+++ Material supplied

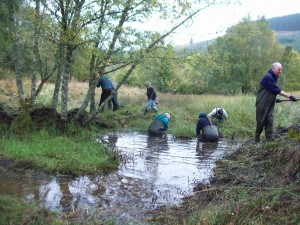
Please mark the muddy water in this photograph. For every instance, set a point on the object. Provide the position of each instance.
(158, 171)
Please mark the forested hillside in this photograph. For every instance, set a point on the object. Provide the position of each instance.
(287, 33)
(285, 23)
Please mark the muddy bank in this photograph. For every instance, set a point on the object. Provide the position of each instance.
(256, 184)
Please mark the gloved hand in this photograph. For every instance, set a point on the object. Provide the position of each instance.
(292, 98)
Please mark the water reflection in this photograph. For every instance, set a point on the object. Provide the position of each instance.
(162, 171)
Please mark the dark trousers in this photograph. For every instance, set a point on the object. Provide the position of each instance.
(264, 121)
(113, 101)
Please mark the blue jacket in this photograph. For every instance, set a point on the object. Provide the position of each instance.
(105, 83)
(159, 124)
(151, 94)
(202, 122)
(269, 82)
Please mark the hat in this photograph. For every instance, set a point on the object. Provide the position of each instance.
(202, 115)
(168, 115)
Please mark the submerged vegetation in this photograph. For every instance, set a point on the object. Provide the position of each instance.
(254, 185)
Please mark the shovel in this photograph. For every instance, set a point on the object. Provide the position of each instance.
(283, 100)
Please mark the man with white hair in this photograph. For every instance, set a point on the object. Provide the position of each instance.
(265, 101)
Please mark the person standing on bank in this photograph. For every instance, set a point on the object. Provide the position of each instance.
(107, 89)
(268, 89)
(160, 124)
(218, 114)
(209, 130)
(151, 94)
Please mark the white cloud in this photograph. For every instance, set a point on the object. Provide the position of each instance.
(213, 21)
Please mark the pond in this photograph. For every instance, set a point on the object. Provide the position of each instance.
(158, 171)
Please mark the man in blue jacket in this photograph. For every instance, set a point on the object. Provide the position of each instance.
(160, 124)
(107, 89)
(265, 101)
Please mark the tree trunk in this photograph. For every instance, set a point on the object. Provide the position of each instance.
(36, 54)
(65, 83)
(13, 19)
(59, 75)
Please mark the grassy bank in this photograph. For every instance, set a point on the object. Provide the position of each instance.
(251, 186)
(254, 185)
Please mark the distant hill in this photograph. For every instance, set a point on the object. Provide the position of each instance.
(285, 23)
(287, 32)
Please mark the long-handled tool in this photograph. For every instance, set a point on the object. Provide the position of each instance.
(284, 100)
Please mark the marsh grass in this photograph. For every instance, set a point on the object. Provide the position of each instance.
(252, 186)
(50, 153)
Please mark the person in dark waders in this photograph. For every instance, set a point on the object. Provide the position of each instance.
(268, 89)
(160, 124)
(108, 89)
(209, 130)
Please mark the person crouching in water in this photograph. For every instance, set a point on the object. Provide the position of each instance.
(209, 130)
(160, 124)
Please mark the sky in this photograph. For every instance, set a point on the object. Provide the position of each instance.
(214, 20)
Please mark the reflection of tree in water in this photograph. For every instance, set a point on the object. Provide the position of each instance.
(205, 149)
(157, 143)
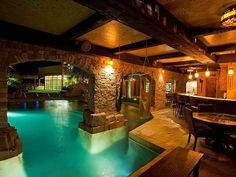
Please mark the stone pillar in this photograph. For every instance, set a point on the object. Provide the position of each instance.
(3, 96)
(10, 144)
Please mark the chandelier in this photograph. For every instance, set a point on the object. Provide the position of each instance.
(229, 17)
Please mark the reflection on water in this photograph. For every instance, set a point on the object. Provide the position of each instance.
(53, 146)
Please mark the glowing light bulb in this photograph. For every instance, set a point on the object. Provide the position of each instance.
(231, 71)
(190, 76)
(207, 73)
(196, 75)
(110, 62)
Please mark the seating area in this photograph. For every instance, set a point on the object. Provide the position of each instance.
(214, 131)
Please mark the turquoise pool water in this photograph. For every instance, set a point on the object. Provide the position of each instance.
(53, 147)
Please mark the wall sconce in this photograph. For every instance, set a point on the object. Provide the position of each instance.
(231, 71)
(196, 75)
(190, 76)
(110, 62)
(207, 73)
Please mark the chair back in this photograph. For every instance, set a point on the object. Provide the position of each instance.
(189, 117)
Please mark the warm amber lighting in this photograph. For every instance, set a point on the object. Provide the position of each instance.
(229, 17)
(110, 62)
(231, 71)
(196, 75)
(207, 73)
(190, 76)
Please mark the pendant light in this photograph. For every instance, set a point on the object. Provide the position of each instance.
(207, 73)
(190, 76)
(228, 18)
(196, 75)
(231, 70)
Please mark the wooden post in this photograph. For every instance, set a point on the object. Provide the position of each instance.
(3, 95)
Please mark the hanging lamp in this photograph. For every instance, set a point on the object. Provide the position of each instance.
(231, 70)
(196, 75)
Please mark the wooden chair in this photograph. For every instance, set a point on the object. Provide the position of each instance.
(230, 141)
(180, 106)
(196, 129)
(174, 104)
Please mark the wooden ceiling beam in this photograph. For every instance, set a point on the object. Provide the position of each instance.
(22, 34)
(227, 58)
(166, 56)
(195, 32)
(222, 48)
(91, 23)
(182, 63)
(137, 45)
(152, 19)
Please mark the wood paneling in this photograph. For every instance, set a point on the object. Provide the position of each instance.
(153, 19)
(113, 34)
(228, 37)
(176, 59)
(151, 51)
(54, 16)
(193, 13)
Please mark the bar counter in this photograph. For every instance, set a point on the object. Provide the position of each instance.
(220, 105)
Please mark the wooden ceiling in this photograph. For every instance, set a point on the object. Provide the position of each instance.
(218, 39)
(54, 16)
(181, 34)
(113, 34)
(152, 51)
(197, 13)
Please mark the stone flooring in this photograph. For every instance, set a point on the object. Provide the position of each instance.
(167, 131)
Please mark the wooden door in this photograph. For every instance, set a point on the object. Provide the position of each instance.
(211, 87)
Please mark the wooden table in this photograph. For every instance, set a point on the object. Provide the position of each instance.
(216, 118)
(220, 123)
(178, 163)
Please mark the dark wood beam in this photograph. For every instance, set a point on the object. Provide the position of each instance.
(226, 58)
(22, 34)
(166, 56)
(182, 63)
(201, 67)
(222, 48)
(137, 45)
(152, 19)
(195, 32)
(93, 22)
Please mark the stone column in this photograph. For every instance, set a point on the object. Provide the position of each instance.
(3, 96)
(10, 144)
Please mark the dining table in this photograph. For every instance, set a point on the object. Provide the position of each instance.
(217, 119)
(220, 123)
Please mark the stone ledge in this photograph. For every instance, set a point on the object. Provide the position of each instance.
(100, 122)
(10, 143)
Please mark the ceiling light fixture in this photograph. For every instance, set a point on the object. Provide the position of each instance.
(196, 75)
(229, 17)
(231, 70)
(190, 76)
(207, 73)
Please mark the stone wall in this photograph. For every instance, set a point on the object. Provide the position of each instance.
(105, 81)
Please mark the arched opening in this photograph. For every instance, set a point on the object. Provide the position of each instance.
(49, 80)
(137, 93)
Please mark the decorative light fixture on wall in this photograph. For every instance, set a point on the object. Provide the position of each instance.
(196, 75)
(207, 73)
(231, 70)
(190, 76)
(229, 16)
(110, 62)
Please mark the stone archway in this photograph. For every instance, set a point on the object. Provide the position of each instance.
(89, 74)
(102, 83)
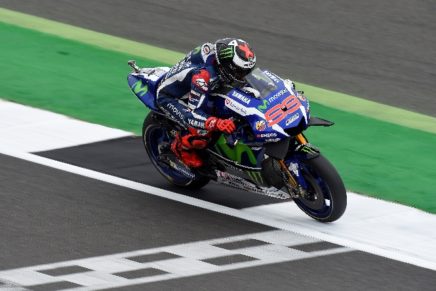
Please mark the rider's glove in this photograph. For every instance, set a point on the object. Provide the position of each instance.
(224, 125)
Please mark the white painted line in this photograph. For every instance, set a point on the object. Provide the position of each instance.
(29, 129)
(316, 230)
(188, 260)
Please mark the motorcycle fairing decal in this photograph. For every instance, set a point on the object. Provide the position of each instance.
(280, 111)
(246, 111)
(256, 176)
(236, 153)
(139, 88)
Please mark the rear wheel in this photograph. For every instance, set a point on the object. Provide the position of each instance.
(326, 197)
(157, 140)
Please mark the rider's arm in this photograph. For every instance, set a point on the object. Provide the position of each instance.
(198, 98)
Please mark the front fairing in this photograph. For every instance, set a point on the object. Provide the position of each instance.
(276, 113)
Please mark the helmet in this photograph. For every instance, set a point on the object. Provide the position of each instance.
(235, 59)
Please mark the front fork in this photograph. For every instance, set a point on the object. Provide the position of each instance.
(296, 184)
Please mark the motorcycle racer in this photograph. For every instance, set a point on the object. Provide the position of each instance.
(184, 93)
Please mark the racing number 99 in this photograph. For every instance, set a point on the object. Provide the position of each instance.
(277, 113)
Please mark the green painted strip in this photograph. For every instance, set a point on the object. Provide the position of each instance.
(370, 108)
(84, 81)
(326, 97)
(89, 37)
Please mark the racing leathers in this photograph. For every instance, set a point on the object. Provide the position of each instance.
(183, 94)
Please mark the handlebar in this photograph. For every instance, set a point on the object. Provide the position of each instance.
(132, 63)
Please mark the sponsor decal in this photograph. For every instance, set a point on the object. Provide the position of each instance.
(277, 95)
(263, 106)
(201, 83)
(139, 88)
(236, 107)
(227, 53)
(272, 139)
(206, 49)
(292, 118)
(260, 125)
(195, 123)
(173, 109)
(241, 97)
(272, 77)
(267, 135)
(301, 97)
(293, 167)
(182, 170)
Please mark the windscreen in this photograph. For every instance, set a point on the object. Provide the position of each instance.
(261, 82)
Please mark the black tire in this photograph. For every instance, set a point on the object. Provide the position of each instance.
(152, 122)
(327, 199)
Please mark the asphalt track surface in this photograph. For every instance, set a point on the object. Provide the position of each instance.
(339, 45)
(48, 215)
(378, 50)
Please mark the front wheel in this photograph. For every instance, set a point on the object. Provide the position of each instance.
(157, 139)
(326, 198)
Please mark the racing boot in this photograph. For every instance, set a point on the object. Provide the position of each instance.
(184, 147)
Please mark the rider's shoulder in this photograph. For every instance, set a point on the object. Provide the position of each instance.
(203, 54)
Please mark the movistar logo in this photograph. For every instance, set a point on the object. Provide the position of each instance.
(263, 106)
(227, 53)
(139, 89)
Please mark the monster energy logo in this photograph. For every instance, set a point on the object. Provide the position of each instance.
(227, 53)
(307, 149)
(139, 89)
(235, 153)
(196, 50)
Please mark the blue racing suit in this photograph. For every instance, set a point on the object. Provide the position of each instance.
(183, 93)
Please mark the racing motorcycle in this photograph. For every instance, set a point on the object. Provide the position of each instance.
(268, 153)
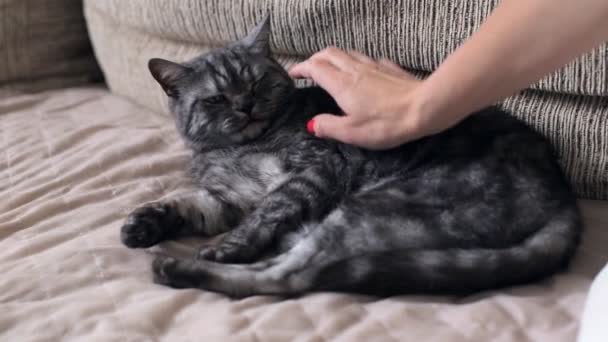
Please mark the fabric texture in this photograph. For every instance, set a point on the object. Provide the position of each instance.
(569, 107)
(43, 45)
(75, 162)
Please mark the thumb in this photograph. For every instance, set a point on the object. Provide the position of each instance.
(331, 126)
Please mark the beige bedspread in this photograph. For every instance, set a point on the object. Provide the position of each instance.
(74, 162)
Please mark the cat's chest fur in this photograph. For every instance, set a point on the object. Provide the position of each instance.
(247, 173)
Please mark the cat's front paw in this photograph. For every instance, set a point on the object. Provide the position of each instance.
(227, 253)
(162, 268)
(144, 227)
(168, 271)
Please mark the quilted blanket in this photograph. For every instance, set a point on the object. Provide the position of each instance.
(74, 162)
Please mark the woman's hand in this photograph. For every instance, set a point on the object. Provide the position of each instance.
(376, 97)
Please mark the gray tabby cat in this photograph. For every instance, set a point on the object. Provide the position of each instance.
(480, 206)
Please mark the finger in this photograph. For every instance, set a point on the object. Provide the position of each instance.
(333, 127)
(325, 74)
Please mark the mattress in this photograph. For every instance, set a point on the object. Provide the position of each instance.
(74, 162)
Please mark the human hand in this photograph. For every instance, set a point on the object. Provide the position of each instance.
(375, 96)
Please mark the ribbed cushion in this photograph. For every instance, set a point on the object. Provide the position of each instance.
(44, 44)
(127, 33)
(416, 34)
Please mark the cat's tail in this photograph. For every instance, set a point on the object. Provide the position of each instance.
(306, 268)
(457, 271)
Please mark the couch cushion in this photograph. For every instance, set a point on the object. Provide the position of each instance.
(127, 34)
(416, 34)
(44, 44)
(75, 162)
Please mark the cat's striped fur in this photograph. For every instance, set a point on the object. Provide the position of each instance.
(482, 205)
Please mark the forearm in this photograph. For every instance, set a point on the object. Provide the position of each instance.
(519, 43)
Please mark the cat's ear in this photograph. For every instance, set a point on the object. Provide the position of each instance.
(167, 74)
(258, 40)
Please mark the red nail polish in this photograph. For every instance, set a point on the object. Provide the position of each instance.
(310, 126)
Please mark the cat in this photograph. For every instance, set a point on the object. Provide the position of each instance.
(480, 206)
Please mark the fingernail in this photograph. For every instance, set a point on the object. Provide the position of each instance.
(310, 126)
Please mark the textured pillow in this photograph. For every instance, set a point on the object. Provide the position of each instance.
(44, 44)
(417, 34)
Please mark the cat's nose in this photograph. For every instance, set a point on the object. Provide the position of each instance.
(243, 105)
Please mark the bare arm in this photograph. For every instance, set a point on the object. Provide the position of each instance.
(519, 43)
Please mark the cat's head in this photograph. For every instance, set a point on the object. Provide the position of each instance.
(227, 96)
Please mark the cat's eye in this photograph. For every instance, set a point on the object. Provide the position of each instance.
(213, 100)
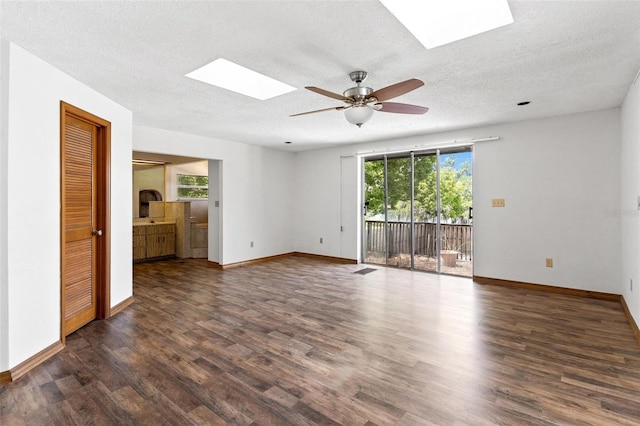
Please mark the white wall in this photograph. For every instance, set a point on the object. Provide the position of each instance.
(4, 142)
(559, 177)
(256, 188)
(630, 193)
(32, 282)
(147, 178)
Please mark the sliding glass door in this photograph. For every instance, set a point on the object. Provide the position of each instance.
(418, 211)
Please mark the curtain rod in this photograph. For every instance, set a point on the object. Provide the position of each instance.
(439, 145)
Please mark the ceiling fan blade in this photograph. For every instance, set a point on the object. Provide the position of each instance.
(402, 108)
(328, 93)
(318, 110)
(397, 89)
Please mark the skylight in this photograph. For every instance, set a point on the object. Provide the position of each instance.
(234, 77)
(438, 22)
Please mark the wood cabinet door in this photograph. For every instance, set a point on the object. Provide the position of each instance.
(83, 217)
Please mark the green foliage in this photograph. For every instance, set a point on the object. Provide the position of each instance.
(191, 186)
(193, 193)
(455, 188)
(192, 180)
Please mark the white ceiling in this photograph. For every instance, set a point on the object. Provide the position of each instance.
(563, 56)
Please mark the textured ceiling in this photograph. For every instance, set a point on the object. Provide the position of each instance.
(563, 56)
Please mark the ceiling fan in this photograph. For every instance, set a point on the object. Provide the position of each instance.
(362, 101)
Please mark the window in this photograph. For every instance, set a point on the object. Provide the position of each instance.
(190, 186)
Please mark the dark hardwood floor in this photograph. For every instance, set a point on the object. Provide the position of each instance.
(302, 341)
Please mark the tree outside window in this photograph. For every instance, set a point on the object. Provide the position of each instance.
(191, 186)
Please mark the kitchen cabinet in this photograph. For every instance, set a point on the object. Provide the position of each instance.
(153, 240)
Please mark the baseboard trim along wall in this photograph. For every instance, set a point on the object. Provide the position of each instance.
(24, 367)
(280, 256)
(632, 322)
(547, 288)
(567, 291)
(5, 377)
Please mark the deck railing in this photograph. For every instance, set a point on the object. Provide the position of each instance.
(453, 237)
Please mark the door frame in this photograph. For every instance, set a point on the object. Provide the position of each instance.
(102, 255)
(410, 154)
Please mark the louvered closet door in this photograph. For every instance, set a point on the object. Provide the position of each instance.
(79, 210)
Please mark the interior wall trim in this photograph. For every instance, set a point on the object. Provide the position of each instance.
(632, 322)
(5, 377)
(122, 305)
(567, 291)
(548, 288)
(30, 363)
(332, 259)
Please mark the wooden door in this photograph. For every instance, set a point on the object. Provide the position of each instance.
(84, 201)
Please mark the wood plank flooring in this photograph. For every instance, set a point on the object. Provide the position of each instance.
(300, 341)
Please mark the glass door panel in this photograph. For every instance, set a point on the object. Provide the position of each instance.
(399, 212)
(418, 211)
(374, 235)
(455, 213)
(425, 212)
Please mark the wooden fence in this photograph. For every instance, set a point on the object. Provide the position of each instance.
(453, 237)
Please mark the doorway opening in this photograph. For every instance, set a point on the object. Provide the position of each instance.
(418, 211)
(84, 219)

++++++

[Exercise brief] Return exactly the lines from the one containing "Please mark the tree outside" to the last line of the data, and nothing more.

[Complete output]
Please mark the tree outside window in this photograph. For every instance, set a point on the object. Provide the position of each instance.
(191, 186)
Please mark the kitchen cabinet in this photograph. For every instance, set a point on the object. Provide the position of each instance.
(153, 240)
Please mark the baseboard trim along wall in this photograph. For every instance, set a point on the object. Provide the position of each instance.
(24, 367)
(280, 256)
(632, 322)
(547, 288)
(567, 291)
(5, 377)
Please mark the deck railing in this photograph. For every instance, set a point on the object. Provide the position of each instance.
(453, 237)
Please mark the door frame in this photograph. For every instance, set a point on the object. Provide the position of each instance.
(102, 255)
(410, 154)
Please mark the louvered closet door in this photograph. For every instance, set a point on the object. Provide the position of each instance.
(79, 210)
Please mark the interior wall trim in this photograph. For every instance, set a point on the object. Provide the position of each instance.
(632, 322)
(5, 377)
(122, 305)
(567, 291)
(548, 288)
(30, 363)
(332, 259)
Please mark the wooden door in this photograph. For every instance, set a point on the object. Provide the position of each instance.
(84, 201)
Please mark the wood plank flooring in this photograph. For every instance, set a point on the object. Provide the position of each instance.
(300, 341)
Please mark the glass door panel in this photograph. For every instance, set a point on the object. Provide the position of each instance.
(399, 212)
(418, 211)
(374, 235)
(455, 213)
(425, 212)
Please mark the wooden fence in this photograph. For every instance, set a point on the object. Provide the position of each instance.
(453, 237)
Please mark the doorway opening in this photograph. For every instance, set a point on the object. Provide the position of each instance.
(418, 211)
(84, 219)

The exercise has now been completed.